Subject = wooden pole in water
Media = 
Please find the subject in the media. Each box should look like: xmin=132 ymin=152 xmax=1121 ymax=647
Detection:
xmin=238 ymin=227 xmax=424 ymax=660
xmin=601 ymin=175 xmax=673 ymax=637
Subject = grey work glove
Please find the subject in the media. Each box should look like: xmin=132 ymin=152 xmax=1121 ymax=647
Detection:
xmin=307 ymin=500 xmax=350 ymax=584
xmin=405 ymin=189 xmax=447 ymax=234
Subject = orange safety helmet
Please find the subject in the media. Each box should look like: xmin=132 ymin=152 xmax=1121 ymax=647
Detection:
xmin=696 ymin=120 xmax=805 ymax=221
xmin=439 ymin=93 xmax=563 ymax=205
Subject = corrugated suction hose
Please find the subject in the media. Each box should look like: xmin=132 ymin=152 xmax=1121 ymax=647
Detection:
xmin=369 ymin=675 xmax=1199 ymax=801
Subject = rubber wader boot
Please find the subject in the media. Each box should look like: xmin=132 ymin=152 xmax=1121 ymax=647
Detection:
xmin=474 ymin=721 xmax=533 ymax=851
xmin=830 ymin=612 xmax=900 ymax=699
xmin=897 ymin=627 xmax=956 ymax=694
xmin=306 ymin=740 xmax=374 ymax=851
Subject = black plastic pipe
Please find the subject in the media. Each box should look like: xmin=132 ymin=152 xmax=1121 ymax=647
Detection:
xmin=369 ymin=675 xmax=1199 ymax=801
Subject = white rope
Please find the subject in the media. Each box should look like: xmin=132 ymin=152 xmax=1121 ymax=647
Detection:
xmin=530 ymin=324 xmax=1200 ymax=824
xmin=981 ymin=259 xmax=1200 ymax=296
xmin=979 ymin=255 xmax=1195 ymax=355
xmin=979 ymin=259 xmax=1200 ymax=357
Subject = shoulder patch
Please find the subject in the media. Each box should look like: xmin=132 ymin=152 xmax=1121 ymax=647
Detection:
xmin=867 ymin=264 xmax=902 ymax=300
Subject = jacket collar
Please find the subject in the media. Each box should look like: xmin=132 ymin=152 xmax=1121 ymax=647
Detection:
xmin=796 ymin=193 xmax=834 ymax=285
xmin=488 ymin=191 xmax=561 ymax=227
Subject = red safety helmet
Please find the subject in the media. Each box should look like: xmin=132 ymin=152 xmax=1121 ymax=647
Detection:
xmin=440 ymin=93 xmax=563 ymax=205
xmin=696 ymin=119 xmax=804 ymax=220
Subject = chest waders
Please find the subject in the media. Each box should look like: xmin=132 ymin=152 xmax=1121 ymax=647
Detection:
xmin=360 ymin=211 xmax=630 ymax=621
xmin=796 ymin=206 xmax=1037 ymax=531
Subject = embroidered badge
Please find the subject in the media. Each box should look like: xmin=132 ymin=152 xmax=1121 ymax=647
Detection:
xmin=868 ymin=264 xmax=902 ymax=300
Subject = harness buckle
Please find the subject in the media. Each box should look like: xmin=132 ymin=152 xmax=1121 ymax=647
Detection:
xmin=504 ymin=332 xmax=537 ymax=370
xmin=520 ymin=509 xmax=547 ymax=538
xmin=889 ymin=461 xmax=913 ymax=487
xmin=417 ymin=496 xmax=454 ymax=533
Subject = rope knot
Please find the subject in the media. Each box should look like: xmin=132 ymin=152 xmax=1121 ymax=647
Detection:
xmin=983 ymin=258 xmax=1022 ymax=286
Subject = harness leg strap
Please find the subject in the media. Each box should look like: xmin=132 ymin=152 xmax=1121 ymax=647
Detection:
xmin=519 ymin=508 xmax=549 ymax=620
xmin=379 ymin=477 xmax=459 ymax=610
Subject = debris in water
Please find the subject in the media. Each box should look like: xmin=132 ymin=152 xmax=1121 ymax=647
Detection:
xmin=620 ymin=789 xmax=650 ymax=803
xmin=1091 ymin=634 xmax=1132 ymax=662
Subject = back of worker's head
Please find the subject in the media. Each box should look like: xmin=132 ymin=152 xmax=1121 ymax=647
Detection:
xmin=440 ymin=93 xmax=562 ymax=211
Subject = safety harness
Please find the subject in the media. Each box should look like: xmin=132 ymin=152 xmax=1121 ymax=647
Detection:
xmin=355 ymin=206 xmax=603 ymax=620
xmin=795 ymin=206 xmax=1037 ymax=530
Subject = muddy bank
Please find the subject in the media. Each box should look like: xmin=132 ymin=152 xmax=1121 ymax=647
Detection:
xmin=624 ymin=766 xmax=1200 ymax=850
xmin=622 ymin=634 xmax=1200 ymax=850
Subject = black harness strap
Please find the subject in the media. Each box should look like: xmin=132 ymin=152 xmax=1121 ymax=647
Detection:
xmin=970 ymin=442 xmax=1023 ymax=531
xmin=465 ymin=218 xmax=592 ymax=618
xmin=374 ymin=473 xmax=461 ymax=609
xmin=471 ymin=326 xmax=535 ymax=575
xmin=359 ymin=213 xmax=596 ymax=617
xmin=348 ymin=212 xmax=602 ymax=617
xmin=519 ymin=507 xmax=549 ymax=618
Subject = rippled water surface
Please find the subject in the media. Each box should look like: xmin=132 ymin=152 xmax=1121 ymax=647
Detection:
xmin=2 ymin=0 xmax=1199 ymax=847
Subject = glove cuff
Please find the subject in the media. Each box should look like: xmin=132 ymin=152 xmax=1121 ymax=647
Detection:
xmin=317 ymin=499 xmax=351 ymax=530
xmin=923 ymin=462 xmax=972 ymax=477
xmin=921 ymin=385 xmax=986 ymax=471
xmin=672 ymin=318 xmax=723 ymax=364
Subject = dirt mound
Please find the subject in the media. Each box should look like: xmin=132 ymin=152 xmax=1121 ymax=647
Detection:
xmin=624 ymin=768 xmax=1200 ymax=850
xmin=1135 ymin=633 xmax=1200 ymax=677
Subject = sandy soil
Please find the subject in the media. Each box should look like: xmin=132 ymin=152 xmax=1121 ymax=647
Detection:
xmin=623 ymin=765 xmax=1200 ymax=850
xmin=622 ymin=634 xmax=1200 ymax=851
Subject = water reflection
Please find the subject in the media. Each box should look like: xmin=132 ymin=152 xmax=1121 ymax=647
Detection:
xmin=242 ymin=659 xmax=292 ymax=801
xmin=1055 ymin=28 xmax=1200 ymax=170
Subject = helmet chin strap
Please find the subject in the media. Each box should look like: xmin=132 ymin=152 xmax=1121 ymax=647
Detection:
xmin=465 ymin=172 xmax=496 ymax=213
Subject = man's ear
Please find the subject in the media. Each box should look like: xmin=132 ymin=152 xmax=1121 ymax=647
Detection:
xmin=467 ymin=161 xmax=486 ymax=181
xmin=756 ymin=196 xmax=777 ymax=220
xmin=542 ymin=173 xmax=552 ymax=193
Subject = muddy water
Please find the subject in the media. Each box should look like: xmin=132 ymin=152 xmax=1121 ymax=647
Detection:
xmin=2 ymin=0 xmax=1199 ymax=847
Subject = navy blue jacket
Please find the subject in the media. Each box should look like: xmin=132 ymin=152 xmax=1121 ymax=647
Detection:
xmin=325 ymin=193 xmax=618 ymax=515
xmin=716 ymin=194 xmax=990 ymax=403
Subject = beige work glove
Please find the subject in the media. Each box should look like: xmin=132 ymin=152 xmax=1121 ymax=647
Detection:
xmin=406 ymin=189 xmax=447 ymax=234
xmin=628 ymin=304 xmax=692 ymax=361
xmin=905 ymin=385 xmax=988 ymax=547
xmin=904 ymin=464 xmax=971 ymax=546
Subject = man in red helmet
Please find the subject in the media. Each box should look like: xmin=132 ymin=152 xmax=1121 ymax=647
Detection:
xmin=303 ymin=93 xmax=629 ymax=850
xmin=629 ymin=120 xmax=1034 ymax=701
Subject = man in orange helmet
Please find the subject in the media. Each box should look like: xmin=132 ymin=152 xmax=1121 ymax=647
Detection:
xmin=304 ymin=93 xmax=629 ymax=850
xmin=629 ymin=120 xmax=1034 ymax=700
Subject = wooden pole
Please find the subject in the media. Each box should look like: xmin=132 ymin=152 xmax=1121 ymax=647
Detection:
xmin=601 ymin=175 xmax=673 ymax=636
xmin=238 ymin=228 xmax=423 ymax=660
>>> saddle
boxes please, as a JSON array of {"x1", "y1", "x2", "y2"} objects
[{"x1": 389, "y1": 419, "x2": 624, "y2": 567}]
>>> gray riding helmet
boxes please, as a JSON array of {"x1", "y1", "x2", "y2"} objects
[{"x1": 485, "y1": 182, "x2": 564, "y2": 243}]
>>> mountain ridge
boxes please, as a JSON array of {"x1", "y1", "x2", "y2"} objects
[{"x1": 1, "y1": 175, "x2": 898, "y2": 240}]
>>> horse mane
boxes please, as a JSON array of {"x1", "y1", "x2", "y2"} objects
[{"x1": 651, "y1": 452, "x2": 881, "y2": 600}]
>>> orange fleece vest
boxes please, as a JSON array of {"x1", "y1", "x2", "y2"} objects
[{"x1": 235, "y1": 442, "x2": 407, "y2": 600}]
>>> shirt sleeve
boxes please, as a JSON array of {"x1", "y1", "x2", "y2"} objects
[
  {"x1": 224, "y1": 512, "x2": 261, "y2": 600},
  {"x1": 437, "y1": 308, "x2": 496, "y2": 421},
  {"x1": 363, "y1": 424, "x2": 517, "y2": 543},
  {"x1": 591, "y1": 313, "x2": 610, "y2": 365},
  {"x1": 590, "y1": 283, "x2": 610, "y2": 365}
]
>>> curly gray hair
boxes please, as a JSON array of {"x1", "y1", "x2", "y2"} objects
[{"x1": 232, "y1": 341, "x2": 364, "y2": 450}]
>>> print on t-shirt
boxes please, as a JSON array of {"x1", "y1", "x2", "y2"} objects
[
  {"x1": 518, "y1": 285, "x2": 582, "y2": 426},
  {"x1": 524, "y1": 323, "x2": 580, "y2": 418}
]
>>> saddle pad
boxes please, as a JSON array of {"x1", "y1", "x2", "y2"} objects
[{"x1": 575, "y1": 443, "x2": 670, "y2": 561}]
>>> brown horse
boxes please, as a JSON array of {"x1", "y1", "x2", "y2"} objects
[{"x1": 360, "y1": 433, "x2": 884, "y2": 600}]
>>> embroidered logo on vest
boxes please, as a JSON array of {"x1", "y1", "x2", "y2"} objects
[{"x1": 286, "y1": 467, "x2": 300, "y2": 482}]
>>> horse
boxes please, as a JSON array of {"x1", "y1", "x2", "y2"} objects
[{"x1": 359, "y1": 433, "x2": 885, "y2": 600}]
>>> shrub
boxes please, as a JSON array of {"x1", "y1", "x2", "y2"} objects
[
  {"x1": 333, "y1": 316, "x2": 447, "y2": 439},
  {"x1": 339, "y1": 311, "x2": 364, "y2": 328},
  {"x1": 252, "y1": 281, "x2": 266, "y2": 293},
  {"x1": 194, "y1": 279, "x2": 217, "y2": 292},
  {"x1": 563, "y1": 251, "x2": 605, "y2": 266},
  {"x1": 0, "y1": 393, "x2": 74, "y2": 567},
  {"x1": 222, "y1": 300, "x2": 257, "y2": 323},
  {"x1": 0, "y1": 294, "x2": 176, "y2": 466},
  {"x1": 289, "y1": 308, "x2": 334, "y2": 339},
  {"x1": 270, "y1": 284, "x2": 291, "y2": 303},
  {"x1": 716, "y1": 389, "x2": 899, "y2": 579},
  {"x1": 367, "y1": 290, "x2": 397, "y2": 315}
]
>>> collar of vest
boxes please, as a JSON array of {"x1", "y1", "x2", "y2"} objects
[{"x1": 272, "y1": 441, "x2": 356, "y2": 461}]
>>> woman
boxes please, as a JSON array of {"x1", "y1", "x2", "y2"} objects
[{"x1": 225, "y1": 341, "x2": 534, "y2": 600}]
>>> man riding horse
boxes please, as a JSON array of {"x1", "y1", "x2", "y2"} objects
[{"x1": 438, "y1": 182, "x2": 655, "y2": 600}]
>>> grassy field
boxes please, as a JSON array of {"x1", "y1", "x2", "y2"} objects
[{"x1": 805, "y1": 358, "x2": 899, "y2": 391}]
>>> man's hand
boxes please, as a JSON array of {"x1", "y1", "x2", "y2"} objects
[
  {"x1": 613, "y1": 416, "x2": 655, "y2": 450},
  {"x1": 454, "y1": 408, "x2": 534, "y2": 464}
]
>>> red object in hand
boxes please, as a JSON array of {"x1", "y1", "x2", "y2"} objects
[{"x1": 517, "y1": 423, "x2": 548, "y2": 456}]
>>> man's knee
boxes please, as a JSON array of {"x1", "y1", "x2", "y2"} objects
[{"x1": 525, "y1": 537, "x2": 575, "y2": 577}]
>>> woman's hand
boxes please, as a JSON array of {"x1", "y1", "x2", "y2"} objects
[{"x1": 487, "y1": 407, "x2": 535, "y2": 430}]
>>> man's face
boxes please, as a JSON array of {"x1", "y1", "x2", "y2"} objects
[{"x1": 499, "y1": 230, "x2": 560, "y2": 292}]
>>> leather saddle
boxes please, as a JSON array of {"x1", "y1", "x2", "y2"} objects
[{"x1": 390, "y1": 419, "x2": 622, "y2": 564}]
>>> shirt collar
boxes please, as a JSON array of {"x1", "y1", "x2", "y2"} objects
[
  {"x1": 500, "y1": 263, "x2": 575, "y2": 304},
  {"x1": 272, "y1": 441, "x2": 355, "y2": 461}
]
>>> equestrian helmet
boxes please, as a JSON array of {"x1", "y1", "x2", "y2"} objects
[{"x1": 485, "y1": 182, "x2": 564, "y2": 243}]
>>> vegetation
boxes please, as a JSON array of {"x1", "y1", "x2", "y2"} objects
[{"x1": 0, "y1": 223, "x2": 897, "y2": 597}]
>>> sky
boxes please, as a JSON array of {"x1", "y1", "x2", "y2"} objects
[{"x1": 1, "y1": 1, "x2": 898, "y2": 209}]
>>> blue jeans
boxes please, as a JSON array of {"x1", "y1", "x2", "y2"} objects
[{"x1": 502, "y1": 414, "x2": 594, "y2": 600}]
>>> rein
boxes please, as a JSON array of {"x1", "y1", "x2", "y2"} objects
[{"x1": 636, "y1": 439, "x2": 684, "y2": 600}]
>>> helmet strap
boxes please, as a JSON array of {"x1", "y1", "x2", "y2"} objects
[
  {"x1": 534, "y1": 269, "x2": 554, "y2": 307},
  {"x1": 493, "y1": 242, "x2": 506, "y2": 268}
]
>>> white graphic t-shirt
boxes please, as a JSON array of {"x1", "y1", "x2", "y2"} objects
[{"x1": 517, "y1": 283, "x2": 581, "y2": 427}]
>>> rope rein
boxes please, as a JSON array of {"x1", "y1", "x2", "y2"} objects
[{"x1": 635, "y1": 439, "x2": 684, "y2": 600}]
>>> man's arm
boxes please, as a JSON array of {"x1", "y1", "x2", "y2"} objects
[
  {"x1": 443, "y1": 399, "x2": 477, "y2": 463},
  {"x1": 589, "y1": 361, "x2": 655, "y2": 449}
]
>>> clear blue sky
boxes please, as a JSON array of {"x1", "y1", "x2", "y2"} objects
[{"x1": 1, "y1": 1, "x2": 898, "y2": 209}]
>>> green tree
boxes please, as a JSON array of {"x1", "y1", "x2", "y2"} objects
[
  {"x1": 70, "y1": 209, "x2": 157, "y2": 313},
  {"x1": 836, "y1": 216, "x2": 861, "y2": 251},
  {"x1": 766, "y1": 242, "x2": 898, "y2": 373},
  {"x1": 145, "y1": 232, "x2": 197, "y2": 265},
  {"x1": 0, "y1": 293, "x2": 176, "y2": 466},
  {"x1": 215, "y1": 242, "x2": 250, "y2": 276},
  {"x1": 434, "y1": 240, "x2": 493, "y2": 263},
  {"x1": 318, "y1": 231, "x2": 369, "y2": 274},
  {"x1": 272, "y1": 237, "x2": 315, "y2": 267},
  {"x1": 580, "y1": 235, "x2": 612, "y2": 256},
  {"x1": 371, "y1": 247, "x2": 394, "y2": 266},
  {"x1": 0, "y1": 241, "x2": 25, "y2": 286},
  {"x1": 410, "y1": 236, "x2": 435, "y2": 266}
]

#### TASK TO CARRY OUT:
Set down the lines of the listing word for word, from its first line through the line containing "Subject = grey work glove". Both of those lines belong in the answer, and no others do.

#### RESULT OF THE TASK:
Subject = wooden pole in water
Media = 
Please find the subject in the media. Each box should look like: xmin=132 ymin=152 xmax=1121 ymax=647
Detection:
xmin=238 ymin=227 xmax=424 ymax=660
xmin=601 ymin=175 xmax=673 ymax=637
Subject = grey work glove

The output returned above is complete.